Exercise task
From the items below, extract each line that contains the word "blue".

Items listed in a dataset:
►

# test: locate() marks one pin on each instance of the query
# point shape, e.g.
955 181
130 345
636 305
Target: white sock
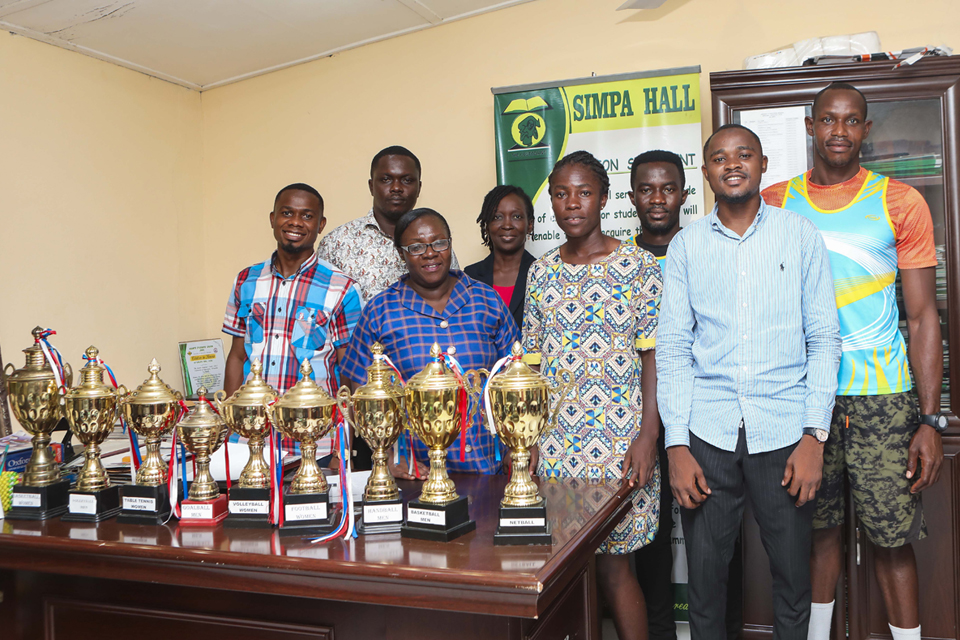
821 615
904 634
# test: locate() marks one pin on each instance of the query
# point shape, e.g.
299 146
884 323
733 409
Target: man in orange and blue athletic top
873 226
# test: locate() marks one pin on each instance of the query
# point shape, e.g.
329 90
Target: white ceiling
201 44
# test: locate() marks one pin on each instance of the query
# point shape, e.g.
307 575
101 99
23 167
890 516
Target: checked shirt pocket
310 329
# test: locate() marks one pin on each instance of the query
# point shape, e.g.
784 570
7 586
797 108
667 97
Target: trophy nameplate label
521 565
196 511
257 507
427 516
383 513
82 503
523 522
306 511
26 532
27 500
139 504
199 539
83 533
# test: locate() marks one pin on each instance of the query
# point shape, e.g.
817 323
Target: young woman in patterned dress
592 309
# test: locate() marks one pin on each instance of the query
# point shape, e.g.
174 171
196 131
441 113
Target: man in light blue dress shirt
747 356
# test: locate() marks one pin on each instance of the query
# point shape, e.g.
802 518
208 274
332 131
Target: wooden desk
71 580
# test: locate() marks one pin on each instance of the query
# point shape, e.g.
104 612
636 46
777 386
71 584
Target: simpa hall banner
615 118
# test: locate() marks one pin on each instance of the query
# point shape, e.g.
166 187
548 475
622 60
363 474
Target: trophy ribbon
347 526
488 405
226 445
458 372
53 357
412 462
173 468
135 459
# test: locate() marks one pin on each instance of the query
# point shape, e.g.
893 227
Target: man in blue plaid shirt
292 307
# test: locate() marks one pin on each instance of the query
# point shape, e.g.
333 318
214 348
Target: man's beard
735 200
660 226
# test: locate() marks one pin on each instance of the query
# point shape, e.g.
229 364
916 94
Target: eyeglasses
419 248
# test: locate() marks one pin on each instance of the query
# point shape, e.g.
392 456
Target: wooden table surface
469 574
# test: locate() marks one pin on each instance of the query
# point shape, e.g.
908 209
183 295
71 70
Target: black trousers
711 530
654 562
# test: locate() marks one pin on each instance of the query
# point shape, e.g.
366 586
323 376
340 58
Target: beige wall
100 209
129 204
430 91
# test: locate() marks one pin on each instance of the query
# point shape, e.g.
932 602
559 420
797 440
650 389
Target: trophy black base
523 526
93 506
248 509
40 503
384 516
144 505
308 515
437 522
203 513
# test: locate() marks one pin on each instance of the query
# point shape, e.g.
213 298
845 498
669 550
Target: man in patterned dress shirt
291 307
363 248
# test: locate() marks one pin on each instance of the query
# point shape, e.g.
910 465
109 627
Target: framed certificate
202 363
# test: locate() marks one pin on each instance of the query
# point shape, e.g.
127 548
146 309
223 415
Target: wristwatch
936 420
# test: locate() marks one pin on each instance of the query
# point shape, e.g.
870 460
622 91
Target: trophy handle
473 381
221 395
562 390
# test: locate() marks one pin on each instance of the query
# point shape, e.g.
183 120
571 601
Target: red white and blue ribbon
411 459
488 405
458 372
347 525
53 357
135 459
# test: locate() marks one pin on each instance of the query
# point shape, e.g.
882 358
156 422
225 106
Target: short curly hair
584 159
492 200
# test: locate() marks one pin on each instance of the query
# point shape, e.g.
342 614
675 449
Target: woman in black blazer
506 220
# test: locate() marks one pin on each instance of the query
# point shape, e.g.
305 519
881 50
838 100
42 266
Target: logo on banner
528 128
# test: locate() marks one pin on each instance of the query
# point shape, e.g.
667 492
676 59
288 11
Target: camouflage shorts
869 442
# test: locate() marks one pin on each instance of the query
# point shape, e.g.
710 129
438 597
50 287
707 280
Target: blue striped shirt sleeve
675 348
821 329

◄

Result
Target: man in orange and blue athletic top
Target: man in light blue dress shirt
Target: man in blue plaid shirt
Target: red white and blue ribbon
Target: blue striped shirt sleeve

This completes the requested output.